→ What is expected
Each entry below should be output exactly, apart from its images.

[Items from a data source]
* * * * * * * * *
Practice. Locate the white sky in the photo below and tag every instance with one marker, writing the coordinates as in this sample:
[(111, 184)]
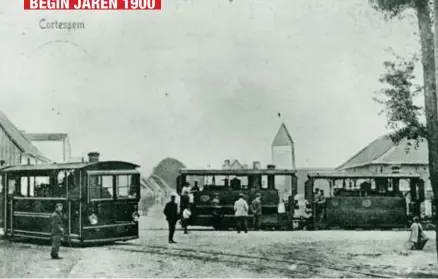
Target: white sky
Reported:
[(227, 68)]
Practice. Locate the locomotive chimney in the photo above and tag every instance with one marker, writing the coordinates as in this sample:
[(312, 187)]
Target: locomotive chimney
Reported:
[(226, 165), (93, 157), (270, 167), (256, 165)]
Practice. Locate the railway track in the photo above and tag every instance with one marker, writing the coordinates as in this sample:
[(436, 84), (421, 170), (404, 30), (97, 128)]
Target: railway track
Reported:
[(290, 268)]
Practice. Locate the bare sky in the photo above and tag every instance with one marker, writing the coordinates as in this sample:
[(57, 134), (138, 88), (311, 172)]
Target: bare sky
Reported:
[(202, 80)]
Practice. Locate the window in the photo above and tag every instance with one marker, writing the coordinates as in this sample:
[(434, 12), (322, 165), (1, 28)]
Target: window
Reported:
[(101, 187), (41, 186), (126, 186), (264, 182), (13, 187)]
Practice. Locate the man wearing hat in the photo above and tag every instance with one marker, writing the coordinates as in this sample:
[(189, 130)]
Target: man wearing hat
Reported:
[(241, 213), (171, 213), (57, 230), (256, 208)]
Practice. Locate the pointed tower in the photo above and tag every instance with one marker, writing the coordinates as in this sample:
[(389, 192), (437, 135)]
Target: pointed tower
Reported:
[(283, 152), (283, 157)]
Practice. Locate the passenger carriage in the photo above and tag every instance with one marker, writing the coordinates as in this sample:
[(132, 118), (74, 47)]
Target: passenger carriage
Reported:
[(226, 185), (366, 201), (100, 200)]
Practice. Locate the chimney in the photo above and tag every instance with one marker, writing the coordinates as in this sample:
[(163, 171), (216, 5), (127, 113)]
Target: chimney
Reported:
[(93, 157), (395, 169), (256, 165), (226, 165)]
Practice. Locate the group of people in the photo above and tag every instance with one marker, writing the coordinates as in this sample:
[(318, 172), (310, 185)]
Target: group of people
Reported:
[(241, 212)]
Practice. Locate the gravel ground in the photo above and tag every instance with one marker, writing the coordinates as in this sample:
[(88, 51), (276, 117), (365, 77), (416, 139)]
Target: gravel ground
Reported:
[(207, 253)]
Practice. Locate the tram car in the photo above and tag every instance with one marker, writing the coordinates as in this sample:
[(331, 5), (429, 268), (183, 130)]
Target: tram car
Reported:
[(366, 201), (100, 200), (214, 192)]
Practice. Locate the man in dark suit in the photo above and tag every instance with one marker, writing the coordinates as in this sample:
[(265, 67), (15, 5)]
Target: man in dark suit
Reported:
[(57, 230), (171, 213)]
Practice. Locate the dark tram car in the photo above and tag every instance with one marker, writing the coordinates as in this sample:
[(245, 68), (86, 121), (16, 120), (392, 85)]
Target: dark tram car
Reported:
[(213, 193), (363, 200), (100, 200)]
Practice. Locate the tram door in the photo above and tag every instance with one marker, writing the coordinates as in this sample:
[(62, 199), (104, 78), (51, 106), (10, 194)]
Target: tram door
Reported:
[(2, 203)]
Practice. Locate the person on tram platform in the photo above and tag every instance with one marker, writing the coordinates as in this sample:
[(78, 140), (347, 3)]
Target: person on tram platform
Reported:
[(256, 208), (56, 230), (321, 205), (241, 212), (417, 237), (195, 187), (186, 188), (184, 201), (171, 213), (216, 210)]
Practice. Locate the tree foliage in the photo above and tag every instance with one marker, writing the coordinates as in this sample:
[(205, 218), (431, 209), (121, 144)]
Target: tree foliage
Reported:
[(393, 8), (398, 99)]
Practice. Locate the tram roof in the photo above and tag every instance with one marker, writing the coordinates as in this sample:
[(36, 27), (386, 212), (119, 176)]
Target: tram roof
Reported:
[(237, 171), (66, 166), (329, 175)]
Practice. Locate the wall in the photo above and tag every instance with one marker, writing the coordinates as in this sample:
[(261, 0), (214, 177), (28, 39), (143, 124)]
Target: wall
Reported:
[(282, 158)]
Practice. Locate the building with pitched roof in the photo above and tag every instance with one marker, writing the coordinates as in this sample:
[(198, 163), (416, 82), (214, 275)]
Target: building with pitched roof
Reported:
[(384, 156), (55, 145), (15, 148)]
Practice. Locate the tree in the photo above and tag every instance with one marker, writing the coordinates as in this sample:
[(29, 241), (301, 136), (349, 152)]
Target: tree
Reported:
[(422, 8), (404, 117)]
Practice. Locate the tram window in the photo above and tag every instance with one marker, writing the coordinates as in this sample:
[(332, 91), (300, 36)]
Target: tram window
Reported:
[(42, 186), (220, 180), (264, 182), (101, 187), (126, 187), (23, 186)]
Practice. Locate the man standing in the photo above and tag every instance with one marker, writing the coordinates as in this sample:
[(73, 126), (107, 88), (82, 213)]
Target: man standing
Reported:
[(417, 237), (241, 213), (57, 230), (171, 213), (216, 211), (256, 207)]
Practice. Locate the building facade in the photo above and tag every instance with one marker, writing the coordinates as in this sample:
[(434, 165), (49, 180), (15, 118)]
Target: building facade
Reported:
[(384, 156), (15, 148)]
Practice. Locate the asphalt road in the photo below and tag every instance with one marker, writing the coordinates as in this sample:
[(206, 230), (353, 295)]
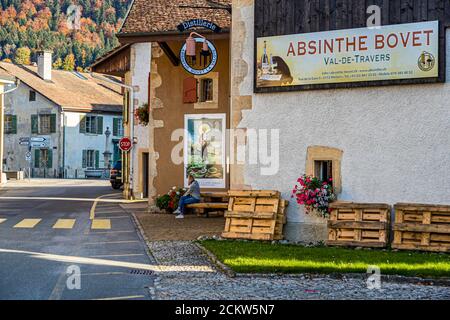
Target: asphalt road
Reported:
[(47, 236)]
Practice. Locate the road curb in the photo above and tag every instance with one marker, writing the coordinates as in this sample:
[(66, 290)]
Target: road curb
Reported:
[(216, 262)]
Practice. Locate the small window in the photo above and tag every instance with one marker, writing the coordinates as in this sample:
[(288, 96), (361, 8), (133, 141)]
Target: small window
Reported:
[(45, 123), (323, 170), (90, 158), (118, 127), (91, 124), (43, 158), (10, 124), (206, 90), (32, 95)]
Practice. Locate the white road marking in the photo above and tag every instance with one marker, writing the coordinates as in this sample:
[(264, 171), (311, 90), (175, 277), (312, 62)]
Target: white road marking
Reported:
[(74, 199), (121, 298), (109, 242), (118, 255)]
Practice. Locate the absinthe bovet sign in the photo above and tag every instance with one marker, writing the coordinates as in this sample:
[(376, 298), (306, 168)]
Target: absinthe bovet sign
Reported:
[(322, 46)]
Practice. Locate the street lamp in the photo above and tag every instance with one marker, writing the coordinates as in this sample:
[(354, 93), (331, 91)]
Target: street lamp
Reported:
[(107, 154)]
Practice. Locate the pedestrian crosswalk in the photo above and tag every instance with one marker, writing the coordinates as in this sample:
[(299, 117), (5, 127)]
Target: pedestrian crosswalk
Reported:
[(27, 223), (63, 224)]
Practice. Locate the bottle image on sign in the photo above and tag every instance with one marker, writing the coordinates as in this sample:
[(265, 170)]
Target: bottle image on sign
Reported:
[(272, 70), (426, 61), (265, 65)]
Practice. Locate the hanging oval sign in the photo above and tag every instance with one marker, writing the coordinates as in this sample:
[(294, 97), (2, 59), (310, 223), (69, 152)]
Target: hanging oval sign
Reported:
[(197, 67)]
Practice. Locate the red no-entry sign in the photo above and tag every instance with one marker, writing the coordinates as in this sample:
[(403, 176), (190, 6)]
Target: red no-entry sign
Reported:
* * * * * * * * *
→ Exercise answer
Practice. Locate the white sky in the photo below and tag every instance with one marker, writing the coordinates as in this sample:
[(111, 184)]
Target: white sky
Reported:
[(227, 68)]
Practice. Locate the locomotive chimney in the photo above and tag every instance with one marker, writing the coordinates as in this sample:
[(312, 187)]
Target: locomotive chimney
Reported:
[(226, 165), (93, 157), (270, 167), (256, 165)]
Practice. Locate the railway track in the photo above and tag every instance with one marker, writing the coordinates as in this sample:
[(436, 84), (421, 170), (404, 30), (97, 128)]
Target: railway track
Reported:
[(290, 268)]
Practice. Locate the bare sky in the photo above and tag every instance with one marker, writing the coordinates as in this sample:
[(57, 134), (138, 88), (311, 172)]
Target: bare sky
Reported:
[(202, 80)]
Practice. Locate the window in the photo above and tag every instance with one marker, writing the coordinates as in this sample:
[(434, 12), (322, 165), (1, 28)]
Target: window
Reported:
[(101, 187), (41, 186), (126, 186), (264, 182), (13, 187)]
Practice. Locate the man wearing hat in the photo above and tag every instance with one marker, writing the coordinates as in this sample:
[(189, 130)]
Target: man wearing hat
Reported:
[(241, 213), (171, 213), (57, 230), (256, 208)]
Practice. Locate the pointed tower in the photo above and tag every instance with one marker, writing the coordinates as in this sample:
[(389, 192), (437, 135)]
Target: pointed tower
Reported:
[(283, 152), (283, 157)]
Practice. Locate the passenger carriage in the photo above and tag every instance with one marker, writing the coordinates as in this sample:
[(132, 118), (74, 47)]
Target: passenger carriage
Reported:
[(226, 185), (366, 201), (100, 200)]
Practice. Locate the chimney in the photo above and tag every instance with one marker, writing the coordinates as in this sample:
[(163, 171), (216, 5), (127, 113)]
Target: chimney
Reported:
[(93, 157), (395, 169), (256, 165), (226, 165)]
Practice. Locate the group of people in the photo above and tag every instance with one marker, writing the coordinates as in this sample:
[(318, 172), (310, 185)]
Target: group of people
Reported:
[(241, 212)]
Practice. Locate the gravel ground in the photo above and tag every instance with one marker, writing the coordinates as in this sample:
[(88, 51), (276, 117), (365, 77), (416, 139)]
Target: gravel ground
Reported:
[(207, 253)]
Practice. Locate the tram car in the photo above and tag every instance with one marker, writing the coordinates as in this sample:
[(331, 5), (429, 268), (183, 130)]
Target: tram car
Reported:
[(366, 201), (100, 200), (214, 192)]
Practice. Locate the man in dark suit in the photo above and tag every instance with one marker, writing the coordinates as in this sample:
[(265, 67), (15, 5)]
Target: man in dark suit
Reported:
[(57, 230), (171, 213)]
Practice. Locate the dark tram car in the photo above and tag every instance with one marker, writing the coordinates as in this sample:
[(245, 68), (86, 121), (16, 120), (392, 85)]
Target: dark tram car
Reported:
[(213, 193), (363, 200), (100, 200)]
Practice. Locate the tram door in the photo above and tag every instance with one marker, writing the coordinates as in this sample:
[(62, 199), (104, 78), (51, 106), (10, 194)]
Target: tram door
Reported:
[(2, 203)]
Practice. Locate the person on tram platform in the photo above and tag every instance with one marker, writing the coordinates as in this sample:
[(78, 140), (347, 3)]
Target: person on tram platform
Reported:
[(256, 208), (56, 230), (321, 205), (241, 212), (417, 237), (195, 187), (186, 188), (184, 201), (171, 213), (216, 210)]
Practice. Locate the tree foliage in the photo above and tag every instance with one marker, writing the coordinates as in this sample:
[(205, 218), (431, 209), (121, 144)]
Target: tree foliage
Reported:
[(393, 8), (398, 99)]
Practice. Locate the tram roof in the photo above and tag every instance with one marker, writing the coordinates as in this sample:
[(36, 27), (386, 212), (119, 176)]
Target: tram roof
Reported:
[(237, 171), (66, 166), (329, 175)]
Practice. Locate the wall in the photo above and tag every instance with one marker, writing the coordinates as in this sample:
[(261, 0), (214, 177), (28, 39), (143, 124)]
Target: wall
Reported:
[(282, 158)]
Practice. Locate the building with pitched roof in the photo above and tag every instance with one marker, writing the coordinates as in this sample:
[(198, 163), (416, 82), (214, 275)]
Target: building with pitched roof
Reported:
[(384, 156), (55, 145), (15, 148)]
Practice. Locate the tree in the photo above and tag every instance with one marker, writing the coordinates as in this sample:
[(29, 241), (301, 136), (349, 152)]
Target: tree
Reported:
[(422, 8), (404, 117)]
Practice. Locate the tram window in the photo above and tag every instance with one marker, writing the coordinates as in this sample:
[(332, 91), (300, 36)]
Target: tram window
Reported:
[(42, 186), (220, 180), (264, 182), (101, 187), (126, 187), (23, 186)]
Practice. Locate the man standing in the photo above and tag every instance with one marker, writing the coordinates as in this sample:
[(73, 126), (107, 88), (82, 213)]
Target: man standing
Reported:
[(417, 237), (241, 213), (57, 230), (171, 213), (216, 211), (256, 207)]
Practice. Locate the building facade in the photo above and tag every instance with one marker, writing the coordinates as in this sample:
[(434, 165), (49, 180), (15, 118)]
Target: building facade
Reported:
[(384, 156), (15, 148)]
Practice. Locate the asphalt road in the photo below and tag every instance with one marker, writing the coordinates as in this sample:
[(206, 230), (353, 295)]
Target: asphalt road
Reported:
[(47, 236)]
Practice. Locate the road curb in the photo above and tag every instance with one marker, writing the coordinates as in this sample:
[(66, 290)]
Target: road curb
Reported:
[(216, 262)]
Practice. Locate the small window in the photo above and tag every instance with one marker, writing the coordinates as in this sample:
[(288, 96), (361, 8), (133, 141)]
Target: small window
Reported:
[(45, 123), (323, 170), (90, 158), (118, 127), (91, 124), (43, 158), (10, 124), (206, 90), (32, 95)]
Practice. Locate the white road marking in the photo above and tag every instance with one marker, writing the coordinates as in this sample:
[(264, 171), (311, 90), (175, 277), (312, 62)]
Target: white road marking
Reported:
[(74, 199), (121, 298), (109, 242), (118, 255)]
Practice. Locate the absinthe bovet sign in the photo above and tag every instance with one marker, writing the coordinates as in this sample:
[(376, 298), (306, 168)]
Target: absinthe bovet sign
Reported:
[(322, 46)]
Practice. Locate the street lamp in the photo above and tag every instance with one marker, writing the coordinates as in this sample:
[(354, 93), (331, 91)]
Target: street lamp
Reported:
[(107, 154)]
Practice. Locate the pedestrian crosswalk in the photo above and tag every instance with one marker, writing the coordinates as in this sample:
[(299, 117), (5, 127)]
Target: pedestrian crosswalk
Reported:
[(27, 223), (63, 224)]
Practice. Locate the bottle image on sign in the photo above and tag every instance with one marker, writing the coordinates as in this sample:
[(265, 170)]
Target: bottle image on sign
Reported:
[(272, 70), (426, 61), (265, 65)]
Practice. Locate the hanging oval sign in the photo above and tag every instance with one marker, writing the coordinates as in this sample:
[(294, 97), (2, 59), (310, 223), (69, 152)]
Target: hanging oval sign
Reported:
[(197, 67)]
Practice. Locate the red no-entry sign in the photo above and tag every instance with one marker, writing the coordinates as in this sample:
[(403, 176), (190, 6)]
Target: red no-entry sign
Reported:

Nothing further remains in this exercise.